** Start of DOCUMENT SECTION **
5. A More Precise Idiom
Often attacked at this very point, the KJV actually is a more accurate and helpful translation precisely because of the archaic pronouns ('thou, thy, thee,' etc.). Both Hebrew and Greek distinguish clearly between the 2nd person singular ('thou') and the 2nd person plural ('ye,you'). In many statements this makes an important difference (e.g. John 3:7). In a sense it is correct to say that in praying the Lord Jesus used 'Thou' - God is one, not many! - for he definitely used the Hebrew or Greek equivalent.

---------------------------------------------------------------------------
He had a good point until the end. 'God' is most often plural in the Old Testament and Hebrew often utilizes the 'plural of majesty' to denote the supremacy of God above all others. Dr. Beeke's church still insists on using 'thees and thous' in prayer meetings so as not to offend people. They are offended because they think that praying 'you' and 'your' is sinful and wrong. Ironically, in the KJV, Jesus said, 'Get thee behind me, Satan!' (Matt. 16:23). The KJV translators didn't think that 'thee' and 'thou' were reserved for deity alone! Besides, who cares if the KJV was supposedly in a 'higher' language than the vulgar (which I dispute)? The Greek NT was written in koine (i.e. common) Greek.
---------------------------------------------------------------------------

6. The Best Liturgical Text
The KJV excels as a version to be used in public worship. That is why it has been used so widely in the churches. The requirements of the sanctuary are not those of the classroom. Other versions may be helpful on occasions to the student, but none is more edifying to the worshipper.

---------------------------------------------------------------------------
"Other versions may be helpful on occasions to the student, but none is more edifying to the worshipper." Do I need to comment on this one? My Chinese friends would like to know that their Chinese versions aren't as edifying as the KJV.
---------------------------------------------------------------------------

7. The Best Format For Preaching
The KJV traditionally has been laid out verse by verse on the page, rather than in paragraphs; though for most of the text, paragraphs are indicated by a sign. The Hebrew and Greek texts, of course, have no paragraphing at all. The verse-by-verse format best serves the purpose of verse-by-verse consecutive expository sermonizing.
** End of DOCUMENT SECTION **
# TASK A
Translate into Spanish this sentence from the KJV commentary: "The requirements of the sanctuary are not those of the classroom."
# TASK B
Carry on the KJV commentary from its final sentence.
** Start of RECORD EXCERPTS **
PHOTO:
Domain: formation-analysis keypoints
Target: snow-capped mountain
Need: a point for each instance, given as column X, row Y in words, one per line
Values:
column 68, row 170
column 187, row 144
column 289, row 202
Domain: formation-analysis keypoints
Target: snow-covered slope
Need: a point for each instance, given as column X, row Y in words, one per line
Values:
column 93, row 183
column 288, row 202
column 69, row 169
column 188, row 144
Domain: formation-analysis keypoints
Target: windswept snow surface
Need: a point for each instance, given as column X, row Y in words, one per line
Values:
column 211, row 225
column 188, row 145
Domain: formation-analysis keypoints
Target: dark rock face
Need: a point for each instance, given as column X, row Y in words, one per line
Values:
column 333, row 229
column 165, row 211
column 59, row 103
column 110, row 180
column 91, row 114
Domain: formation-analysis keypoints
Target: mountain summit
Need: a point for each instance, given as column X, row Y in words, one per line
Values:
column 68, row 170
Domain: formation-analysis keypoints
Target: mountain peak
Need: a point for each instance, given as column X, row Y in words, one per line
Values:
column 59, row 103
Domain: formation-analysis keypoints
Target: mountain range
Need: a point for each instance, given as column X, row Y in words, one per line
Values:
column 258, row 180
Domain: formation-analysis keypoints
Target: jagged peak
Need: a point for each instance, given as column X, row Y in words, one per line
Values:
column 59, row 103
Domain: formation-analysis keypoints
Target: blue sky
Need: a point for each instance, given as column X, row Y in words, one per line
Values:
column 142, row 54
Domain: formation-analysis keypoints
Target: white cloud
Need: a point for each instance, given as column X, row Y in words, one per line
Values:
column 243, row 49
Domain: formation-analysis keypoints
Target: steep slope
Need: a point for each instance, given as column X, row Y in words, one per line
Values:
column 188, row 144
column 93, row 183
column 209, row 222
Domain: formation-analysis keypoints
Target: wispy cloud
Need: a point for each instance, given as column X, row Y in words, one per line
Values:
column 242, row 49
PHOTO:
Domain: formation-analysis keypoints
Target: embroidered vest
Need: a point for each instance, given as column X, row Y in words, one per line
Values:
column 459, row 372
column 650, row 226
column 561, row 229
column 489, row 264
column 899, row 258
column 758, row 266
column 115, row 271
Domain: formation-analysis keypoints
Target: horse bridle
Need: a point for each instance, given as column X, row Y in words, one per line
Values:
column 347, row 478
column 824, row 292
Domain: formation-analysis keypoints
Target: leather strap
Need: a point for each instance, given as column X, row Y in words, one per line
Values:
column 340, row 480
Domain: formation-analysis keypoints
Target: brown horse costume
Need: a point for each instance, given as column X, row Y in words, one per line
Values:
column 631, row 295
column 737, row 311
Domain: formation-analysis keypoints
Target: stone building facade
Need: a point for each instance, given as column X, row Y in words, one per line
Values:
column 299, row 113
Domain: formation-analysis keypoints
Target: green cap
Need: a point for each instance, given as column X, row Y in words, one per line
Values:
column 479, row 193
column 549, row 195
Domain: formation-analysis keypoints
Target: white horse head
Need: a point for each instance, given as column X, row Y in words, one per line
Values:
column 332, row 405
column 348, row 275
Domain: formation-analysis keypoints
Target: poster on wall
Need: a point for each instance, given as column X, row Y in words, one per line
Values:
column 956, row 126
** End of RECORD EXCERPTS **
# RESPONSE A
Los requisitos del santuario no son los del aula.

# RESPONSE B
----------------------------------------------------------------------------
Verses were introduced in 1560 with the Geneva Bible. Who would say that John Chrysostom was at a distinct disadvantage because he did not possess the KJV-versification system? Or Augustine for that matter? Or the Apostles? etc.
----------------------------------------------------------------------------

8. The Most Beautiful Translation
The KJV gives classic expression to many important passages in the Bible (e.g. Ps 23, Isa 53, Luke 2, and the Parable of the Prodigal Son). Our seniors need to hear these passages as a comfort and help as they draw near to the end of life's journey and our children need to hear them in the KJV as part of their nurture and education. They need to understand that the KJV is an important part of the spiritual and cultural heritage of all English-speaking Christians, and a key to our greatest literature. Children well instructed in the KJV will be greatly advantaged over other children, spiritually, linguistically, educationally, and culturally.

----------------------------------------------------------------------------
"The most beautiful translation." It is a beautiful translation, but really, "the _most_ beautiful"? This may be true to someone who was raised on the KJV. This is a purely subjective personal taste argument.
----------------------------------------------------------------------------

9. An Ecumenical Text For Reformed Christians
No other version has been used so widely among evangelical Christians. More significantly for Reformed Christians, this version is used by preference in many conservative Reformed congregations. The KJV is also used in the Christian schools these churches sponsor. Using the KJV is one way to underscore our unity and identity with other conservative evangelical and Reformed Christians.

--------------------------------------------------------------------------
Today, the KJV is the minority in conservative Reformed churches. Unless, of course, the hallmark of being 'conservative' is one's use of the KJV! Seriously, though, which Reformed publisher uses the KJV? (Not P&R)
---------------------------------------------------------------------------

10. A Practical Choice
The KJV is available in many editions; with a full range of helps and reference materials, not to mention computer software; in large-type, clear-print editions; and often priced well below modern translations.

----------------------------------------------------------------------------
The KJV is as expensive as other translations. Check Amazon.com for proof. By this criteria, every other translation would be a "practical choice" as well.
----------------------------------------------------------------------------

11. 'Sounds' Like the Bible
More than any other version, the KJV sounds like the Word of God, even to unbelievers. The KJV translators aimed at this very thing. Even in 1611 the KJV sounded old-fashioned, ancient, a voice from the past. This was to command a reverent hearing, and to suggest the timeless and eternal character of God's Word.

----------------------------------------------------------------------------
Tell this one to the Apostle Paul who wrote, "For Christ did not send me to baptize but to preach the gospel, and not with words of eloquent wisdom, lest the cross of Christ be emptied of its power" (1 Cor. 1:17).

----------------------------------------------------------------------------

The modern unbeliever, if he has any spiritual concern at all, is well aware that the contemporary scene really offers him no hope. He expects the church to speak in a way that is timeless and other-worldly.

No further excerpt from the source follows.